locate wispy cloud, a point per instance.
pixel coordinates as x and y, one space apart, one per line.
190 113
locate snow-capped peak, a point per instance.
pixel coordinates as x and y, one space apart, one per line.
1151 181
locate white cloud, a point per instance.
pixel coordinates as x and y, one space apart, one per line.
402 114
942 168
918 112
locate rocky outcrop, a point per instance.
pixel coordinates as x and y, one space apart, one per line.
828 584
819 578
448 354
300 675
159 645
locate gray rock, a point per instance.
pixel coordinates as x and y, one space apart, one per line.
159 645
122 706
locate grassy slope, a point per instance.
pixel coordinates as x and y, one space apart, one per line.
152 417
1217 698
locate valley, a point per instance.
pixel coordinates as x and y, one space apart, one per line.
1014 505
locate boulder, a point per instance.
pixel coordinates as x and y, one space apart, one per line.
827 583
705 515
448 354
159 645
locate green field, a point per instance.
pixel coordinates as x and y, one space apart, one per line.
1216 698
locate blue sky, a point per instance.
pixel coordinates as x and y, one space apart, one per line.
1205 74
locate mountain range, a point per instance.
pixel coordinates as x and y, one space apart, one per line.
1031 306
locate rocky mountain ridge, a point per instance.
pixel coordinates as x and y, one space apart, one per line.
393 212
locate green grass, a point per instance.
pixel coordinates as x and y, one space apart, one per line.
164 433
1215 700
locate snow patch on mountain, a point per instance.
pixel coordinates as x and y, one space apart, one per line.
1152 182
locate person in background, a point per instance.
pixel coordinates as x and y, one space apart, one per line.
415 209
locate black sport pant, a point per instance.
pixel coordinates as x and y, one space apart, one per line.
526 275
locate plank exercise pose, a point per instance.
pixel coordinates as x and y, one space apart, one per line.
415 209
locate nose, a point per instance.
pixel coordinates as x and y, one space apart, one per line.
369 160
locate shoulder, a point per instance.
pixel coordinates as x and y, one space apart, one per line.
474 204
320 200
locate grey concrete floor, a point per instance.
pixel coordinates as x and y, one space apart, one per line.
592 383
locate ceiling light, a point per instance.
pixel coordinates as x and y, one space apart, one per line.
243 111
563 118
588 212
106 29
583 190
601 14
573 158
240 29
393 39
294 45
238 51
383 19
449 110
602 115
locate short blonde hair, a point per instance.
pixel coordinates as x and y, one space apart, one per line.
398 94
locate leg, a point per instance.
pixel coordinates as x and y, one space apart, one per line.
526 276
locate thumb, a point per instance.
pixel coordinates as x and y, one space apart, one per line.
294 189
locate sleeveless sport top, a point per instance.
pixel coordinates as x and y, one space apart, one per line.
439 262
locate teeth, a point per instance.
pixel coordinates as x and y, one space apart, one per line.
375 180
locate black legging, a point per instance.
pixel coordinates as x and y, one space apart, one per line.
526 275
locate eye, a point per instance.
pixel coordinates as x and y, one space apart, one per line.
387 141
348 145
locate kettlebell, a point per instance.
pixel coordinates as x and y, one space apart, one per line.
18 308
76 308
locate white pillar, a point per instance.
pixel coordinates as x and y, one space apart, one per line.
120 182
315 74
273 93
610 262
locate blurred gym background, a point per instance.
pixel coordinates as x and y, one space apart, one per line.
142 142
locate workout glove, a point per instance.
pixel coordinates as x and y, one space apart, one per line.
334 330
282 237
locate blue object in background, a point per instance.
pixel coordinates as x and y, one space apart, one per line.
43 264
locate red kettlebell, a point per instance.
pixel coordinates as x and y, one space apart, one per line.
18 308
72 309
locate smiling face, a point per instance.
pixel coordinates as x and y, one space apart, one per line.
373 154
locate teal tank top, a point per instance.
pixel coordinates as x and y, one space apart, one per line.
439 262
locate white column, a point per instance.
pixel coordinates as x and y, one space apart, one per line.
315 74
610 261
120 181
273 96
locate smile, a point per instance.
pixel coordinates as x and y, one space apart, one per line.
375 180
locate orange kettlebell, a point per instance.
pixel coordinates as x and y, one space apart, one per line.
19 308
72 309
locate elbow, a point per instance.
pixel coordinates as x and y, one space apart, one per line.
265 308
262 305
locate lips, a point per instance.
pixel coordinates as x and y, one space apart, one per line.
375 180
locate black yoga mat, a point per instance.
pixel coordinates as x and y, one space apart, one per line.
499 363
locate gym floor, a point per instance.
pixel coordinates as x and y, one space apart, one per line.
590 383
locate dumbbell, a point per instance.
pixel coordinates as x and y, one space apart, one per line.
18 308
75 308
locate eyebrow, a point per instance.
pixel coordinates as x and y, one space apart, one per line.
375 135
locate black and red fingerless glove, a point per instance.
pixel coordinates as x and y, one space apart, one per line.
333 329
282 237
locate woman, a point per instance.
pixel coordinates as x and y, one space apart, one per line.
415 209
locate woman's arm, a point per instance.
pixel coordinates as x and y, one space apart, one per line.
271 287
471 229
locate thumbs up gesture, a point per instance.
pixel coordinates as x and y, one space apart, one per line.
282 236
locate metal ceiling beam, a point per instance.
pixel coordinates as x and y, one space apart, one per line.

=== Exercise description ===
Starting at the line that contains "locate lips, a point per instance." and continuing through the last line of the data, set each line out as a Markdown table with two columns, Row and Entry. Number the rows in order and skip any blank lines.

=== Finished task ===
| Row | Entry |
|---|---|
| 1 | locate lips, a point per instance. |
| 2 | pixel coordinates as x and y, one space apart, one per line. |
| 3 | 375 180 |
| 4 | locate black yoga mat, a point per instance. |
| 5 | pixel coordinates as x and y, one space apart, one per line. |
| 6 | 499 363 |
| 7 | locate gym floor, a point per instance. |
| 8 | pixel coordinates as x and y, one space apart, one per line. |
| 9 | 590 383 |
| 10 | locate dumbbell, a point per instance. |
| 11 | pixel coordinates as x and y, one space apart, one per line. |
| 12 | 18 308 |
| 13 | 75 308 |
| 14 | locate eyebrow, a point per instance. |
| 15 | pixel coordinates as x and y, one space apart, one per line. |
| 16 | 375 135 |
| 17 | locate black and red fingerless glove, a point per instance. |
| 18 | pixel coordinates as x and y, one space apart, one per line. |
| 19 | 333 329 |
| 20 | 282 237 |
| 21 | locate woman, a point per instance. |
| 22 | pixel coordinates as x and y, one space apart, one per line. |
| 23 | 415 209 |
| 24 | locate woman's arm, a point per instance. |
| 25 | pixel coordinates as x and y, one space apart, one per line. |
| 26 | 271 287 |
| 27 | 471 229 |
| 28 | locate thumbs up gesture, a point per instance. |
| 29 | pixel coordinates as x and y, one space apart, one per line. |
| 30 | 282 236 |
| 31 | locate metal ceiling beam, a point per instance. |
| 32 | pixel coordinates as x and y, one space apart, one per line. |